> [RECORDED DATA]
####
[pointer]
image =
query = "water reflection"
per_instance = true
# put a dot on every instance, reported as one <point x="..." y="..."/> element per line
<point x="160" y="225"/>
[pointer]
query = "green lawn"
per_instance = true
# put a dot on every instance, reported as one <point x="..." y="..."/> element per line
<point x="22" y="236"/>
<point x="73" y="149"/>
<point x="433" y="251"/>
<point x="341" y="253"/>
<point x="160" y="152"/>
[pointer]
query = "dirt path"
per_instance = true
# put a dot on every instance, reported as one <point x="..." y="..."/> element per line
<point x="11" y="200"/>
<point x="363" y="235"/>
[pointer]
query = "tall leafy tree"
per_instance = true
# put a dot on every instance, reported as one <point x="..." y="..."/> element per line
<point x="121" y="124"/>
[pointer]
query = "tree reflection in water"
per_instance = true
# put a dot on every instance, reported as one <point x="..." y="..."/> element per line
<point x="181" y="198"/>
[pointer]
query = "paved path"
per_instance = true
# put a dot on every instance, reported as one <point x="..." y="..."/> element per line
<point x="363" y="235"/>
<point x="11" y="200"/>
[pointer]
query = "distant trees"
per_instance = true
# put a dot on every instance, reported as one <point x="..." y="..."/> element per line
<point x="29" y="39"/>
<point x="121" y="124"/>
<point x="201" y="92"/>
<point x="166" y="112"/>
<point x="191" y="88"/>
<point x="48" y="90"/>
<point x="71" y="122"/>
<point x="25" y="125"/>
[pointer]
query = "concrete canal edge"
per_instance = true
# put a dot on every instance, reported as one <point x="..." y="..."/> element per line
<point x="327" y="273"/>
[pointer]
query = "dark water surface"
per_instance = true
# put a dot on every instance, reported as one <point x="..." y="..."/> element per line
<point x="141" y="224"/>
####
Extract all the entries word for word.

[pointer]
image =
query = "water reflection"
per_instance = true
# put a dot on every instance, reported as one <point x="..." y="..."/> element per line
<point x="160" y="225"/>
[pointer]
query = "green lawn"
per_instance = true
# put a dot on every instance, reported as one <point x="..." y="..."/> element per line
<point x="22" y="236"/>
<point x="73" y="149"/>
<point x="433" y="251"/>
<point x="341" y="253"/>
<point x="160" y="152"/>
[pointer]
query = "dirt path"
per_instance = true
# put a dot on every instance, reported as one <point x="..." y="..."/> element per line
<point x="11" y="200"/>
<point x="363" y="235"/>
[pointer]
query = "tall leafy tree"
per_instance = true
# put a dot on every instance, reported as one <point x="..." y="..."/> element per line
<point x="121" y="124"/>
[pointer]
query = "tree reflection in water"
per_instance = true
# put a dot on every instance, reported as one <point x="..." y="..."/> element per line
<point x="181" y="198"/>
[pointer]
query = "paved path"
per_instance = true
# put a dot on every instance, reported as one <point x="..." y="..."/> element per line
<point x="363" y="235"/>
<point x="11" y="200"/>
[pointer]
query = "distant trees"
per_instance = true
# put a dot on every instance, reported as one <point x="..." y="..."/> element per line
<point x="29" y="39"/>
<point x="121" y="124"/>
<point x="201" y="92"/>
<point x="166" y="112"/>
<point x="191" y="88"/>
<point x="48" y="90"/>
<point x="71" y="122"/>
<point x="25" y="125"/>
[pointer]
query = "concrete canal edge"
per_instance = true
# put a dot on every instance, reported as one <point x="..." y="..."/> element per line
<point x="327" y="273"/>
[pointer]
query = "dark water surface"
per_instance = true
# put a dot on every instance, reported as one <point x="..." y="..."/> element per line
<point x="141" y="224"/>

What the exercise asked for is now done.